Saved entries:
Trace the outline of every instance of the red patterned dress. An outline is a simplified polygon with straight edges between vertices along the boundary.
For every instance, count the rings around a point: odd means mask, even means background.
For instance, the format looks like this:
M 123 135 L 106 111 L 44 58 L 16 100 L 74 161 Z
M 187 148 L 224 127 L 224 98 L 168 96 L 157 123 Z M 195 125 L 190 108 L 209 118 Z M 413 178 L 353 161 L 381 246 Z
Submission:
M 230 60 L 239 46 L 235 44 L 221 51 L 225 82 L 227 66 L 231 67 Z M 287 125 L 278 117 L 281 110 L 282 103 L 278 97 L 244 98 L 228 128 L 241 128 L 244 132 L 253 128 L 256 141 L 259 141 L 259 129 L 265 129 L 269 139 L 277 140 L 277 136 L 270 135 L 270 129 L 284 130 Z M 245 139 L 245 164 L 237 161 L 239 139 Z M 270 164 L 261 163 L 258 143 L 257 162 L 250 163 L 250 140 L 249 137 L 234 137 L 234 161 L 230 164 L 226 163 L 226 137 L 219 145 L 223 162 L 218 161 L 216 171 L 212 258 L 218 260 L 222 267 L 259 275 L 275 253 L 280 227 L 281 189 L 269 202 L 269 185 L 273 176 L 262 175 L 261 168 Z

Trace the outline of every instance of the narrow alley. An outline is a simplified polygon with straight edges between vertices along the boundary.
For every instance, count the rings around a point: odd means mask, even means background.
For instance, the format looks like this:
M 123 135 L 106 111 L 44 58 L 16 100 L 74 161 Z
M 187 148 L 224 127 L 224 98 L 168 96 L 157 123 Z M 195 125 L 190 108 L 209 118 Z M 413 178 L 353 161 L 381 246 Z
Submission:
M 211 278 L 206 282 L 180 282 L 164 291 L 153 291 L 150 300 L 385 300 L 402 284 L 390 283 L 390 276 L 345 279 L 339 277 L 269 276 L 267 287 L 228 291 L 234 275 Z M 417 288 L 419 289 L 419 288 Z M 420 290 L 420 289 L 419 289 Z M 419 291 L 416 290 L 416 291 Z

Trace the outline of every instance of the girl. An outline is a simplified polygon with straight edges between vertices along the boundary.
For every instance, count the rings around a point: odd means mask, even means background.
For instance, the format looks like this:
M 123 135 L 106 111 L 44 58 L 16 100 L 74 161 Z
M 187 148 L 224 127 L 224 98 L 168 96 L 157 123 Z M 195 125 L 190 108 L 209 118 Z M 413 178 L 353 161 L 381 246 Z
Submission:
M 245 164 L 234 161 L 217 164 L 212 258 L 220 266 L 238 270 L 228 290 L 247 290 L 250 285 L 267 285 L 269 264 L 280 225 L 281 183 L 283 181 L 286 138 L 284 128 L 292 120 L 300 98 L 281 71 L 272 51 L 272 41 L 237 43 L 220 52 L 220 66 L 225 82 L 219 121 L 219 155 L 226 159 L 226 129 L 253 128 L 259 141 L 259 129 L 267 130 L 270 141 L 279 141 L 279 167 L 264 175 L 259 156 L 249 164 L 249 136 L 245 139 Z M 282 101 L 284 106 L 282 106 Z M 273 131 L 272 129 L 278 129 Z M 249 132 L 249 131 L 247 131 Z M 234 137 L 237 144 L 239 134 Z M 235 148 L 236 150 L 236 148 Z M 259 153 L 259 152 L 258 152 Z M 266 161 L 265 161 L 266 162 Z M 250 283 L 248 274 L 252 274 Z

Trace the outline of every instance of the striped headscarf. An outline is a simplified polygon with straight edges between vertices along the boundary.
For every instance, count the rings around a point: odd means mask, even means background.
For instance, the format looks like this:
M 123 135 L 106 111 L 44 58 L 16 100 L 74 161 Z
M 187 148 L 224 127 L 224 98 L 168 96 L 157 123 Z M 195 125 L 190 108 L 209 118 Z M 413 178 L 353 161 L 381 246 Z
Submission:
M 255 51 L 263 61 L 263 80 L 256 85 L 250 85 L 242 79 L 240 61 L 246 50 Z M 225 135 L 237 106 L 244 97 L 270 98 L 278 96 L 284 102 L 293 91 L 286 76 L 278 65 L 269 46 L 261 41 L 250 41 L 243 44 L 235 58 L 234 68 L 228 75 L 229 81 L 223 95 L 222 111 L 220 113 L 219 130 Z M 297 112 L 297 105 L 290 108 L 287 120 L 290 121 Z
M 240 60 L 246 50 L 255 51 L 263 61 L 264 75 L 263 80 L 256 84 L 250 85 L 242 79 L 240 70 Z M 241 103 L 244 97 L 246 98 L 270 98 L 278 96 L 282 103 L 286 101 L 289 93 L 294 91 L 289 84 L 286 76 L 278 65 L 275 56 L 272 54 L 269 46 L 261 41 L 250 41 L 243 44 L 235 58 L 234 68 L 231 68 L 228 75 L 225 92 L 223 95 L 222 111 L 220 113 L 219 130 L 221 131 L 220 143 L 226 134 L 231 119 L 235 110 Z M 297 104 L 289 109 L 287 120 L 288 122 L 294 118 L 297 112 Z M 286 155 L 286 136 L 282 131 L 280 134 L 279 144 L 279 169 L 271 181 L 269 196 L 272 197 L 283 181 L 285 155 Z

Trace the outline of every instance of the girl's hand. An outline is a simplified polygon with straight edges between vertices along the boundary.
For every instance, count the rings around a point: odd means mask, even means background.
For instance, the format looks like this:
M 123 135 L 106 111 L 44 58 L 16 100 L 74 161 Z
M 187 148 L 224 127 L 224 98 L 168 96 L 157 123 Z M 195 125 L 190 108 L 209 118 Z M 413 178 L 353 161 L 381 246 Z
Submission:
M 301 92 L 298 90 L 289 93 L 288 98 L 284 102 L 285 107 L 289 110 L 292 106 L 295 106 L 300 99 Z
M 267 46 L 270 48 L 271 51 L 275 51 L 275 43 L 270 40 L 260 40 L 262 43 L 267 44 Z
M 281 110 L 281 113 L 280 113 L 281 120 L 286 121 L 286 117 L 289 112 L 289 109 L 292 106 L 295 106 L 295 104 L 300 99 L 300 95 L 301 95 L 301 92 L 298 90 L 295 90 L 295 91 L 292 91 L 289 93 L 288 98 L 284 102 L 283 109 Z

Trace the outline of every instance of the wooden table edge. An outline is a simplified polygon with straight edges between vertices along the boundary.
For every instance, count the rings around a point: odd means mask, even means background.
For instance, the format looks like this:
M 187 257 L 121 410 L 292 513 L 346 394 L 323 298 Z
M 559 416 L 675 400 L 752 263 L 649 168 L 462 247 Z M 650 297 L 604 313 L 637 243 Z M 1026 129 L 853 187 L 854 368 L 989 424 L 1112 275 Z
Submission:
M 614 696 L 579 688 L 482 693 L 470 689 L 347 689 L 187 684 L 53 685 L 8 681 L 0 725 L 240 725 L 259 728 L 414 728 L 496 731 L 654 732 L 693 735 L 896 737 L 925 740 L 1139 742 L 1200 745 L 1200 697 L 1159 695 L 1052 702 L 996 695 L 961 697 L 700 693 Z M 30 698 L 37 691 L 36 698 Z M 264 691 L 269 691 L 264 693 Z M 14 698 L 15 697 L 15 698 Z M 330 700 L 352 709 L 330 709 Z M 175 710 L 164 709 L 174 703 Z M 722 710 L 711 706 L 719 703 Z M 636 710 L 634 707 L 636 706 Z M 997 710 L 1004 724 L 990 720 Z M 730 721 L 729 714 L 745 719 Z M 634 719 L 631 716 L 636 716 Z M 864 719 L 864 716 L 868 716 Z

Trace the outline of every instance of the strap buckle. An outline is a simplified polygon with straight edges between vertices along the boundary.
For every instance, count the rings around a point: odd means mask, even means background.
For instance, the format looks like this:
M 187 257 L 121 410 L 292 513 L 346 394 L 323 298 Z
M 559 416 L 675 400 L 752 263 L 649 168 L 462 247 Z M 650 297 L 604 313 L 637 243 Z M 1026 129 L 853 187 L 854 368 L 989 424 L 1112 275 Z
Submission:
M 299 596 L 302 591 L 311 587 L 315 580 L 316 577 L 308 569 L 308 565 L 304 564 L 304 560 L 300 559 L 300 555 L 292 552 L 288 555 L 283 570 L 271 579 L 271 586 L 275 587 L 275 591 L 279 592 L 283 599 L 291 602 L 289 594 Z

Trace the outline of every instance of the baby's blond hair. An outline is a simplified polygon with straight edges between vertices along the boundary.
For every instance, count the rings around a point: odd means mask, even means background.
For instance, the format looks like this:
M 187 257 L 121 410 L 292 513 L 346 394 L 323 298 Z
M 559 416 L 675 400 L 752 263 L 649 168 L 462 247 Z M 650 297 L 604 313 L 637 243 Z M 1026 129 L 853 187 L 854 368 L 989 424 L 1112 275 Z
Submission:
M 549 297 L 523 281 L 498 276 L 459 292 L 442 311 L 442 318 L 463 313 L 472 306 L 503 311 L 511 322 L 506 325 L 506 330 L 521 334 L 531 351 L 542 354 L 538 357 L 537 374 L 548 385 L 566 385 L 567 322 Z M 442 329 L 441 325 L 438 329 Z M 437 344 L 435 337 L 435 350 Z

Exercise description: Of the lines above, extract only those from the line with "Trace the outline of every instance of the strap" to the line with "Trace the outline of every instance of the baby's", both included, exactly as written.

Solution:
Trace the outline of every instance of the strap buckle. An outline is a simplified polygon with straight edges between vertices along the boundary.
For every instance, count the rings around a point: odd means mask, even means background.
For instance, the format looks like this:
M 187 257 L 121 410 L 292 513 L 346 394 L 323 298 Z
M 559 416 L 675 400 L 752 263 L 649 168 L 462 247 Z M 650 297 L 604 313 L 637 243 Z M 1026 129 L 853 187 L 854 368 L 989 424 L 1112 275 Z
Submission:
M 299 596 L 302 591 L 311 587 L 315 580 L 316 577 L 308 569 L 308 565 L 304 564 L 304 560 L 300 559 L 300 555 L 292 552 L 288 555 L 283 570 L 271 579 L 271 586 L 275 587 L 275 591 L 279 592 L 283 599 L 291 602 L 289 594 Z

Trace the outline of every instance of the baby's blond hair. An outline is a simplified polygon with straight edges between vertices along the boundary.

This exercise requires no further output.